= Excerpted data =
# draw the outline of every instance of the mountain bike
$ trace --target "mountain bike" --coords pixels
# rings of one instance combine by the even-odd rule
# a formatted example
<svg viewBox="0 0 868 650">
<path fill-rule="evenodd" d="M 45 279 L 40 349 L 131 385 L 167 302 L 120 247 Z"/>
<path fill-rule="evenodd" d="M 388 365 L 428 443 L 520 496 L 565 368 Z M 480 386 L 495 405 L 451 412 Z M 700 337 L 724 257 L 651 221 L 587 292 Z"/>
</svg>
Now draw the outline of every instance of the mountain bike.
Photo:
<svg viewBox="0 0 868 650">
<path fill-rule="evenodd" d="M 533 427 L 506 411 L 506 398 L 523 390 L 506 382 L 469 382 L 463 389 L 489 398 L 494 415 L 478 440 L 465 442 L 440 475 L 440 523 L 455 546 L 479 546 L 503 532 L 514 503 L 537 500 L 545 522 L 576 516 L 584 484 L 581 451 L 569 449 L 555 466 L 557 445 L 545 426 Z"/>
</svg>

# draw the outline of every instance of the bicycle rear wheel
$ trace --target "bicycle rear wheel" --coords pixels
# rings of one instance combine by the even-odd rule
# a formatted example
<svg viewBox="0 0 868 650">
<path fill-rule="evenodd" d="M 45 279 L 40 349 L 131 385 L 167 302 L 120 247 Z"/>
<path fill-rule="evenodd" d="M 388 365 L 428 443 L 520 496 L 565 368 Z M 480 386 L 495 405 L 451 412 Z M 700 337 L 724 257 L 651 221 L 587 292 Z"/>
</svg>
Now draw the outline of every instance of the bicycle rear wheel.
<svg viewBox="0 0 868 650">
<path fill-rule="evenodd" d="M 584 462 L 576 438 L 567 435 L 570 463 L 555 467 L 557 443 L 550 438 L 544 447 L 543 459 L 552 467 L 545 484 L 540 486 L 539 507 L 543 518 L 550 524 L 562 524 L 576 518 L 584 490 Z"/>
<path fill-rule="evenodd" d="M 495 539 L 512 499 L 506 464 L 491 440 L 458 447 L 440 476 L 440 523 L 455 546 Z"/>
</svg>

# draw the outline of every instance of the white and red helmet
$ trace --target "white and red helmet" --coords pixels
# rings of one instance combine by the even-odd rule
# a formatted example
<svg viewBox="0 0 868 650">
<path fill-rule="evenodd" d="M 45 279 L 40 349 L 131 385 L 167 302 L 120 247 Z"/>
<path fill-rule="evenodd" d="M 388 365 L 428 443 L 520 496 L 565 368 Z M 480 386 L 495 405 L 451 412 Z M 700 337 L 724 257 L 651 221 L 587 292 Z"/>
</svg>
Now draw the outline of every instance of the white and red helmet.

= Given instruction =
Copy out the data shown above without altering anything.

= Task result =
# draw the outline of every instance of the mountain bike
$ trace --target "mountain bike" --coords pixels
# rings of one instance combine by the even-odd rule
# a formatted example
<svg viewBox="0 0 868 650">
<path fill-rule="evenodd" d="M 45 279 L 40 349 L 131 385 L 167 302 L 120 247 Z"/>
<path fill-rule="evenodd" d="M 388 365 L 428 443 L 520 496 L 565 368 Z M 480 386 L 495 405 L 451 412 Z M 700 337 L 724 257 L 651 221 L 587 292 Z"/>
</svg>
Now draw the outline of every instance of the mountain bike.
Photo:
<svg viewBox="0 0 868 650">
<path fill-rule="evenodd" d="M 533 427 L 506 411 L 506 398 L 523 390 L 506 382 L 469 382 L 463 389 L 489 398 L 494 415 L 478 440 L 465 442 L 440 475 L 440 523 L 455 546 L 479 546 L 503 532 L 514 503 L 537 500 L 545 522 L 576 516 L 584 484 L 581 451 L 569 449 L 555 466 L 557 445 L 545 426 Z"/>
</svg>

# draw the outline of every instance of the bicycle rear wheel
$ trace --target "bicycle rear wheel" --coords pixels
# rings of one instance combine by the even-odd rule
# a formatted example
<svg viewBox="0 0 868 650">
<path fill-rule="evenodd" d="M 45 279 L 40 349 L 131 385 L 167 302 L 120 247 Z"/>
<path fill-rule="evenodd" d="M 388 365 L 428 443 L 520 496 L 565 368 Z M 480 386 L 495 405 L 451 412 Z M 700 337 L 724 257 L 651 221 L 587 292 Z"/>
</svg>
Now draw the outline of every instance of the bicycle rear wheel.
<svg viewBox="0 0 868 650">
<path fill-rule="evenodd" d="M 584 462 L 576 438 L 567 435 L 570 463 L 555 467 L 557 443 L 550 438 L 544 447 L 543 459 L 552 467 L 545 484 L 540 486 L 539 507 L 543 518 L 550 524 L 562 524 L 576 518 L 584 490 Z"/>
<path fill-rule="evenodd" d="M 495 539 L 512 499 L 506 464 L 491 440 L 458 447 L 440 476 L 440 523 L 455 546 Z"/>
</svg>

# draw the outline of every instance of the white and red helmet
$ trace --target "white and red helmet" --coords pixels
# rings of one instance combine by the even-odd rule
# a formatted example
<svg viewBox="0 0 868 650">
<path fill-rule="evenodd" d="M 45 279 L 40 349 L 131 385 L 167 302 L 120 247 Z"/>
<path fill-rule="evenodd" d="M 388 365 L 428 443 L 520 496 L 565 368 Z M 480 386 L 495 405 L 451 412 Z M 700 337 L 724 257 L 651 221 L 587 292 Z"/>
</svg>
Now draw the outline of every instance of the white and red helmet.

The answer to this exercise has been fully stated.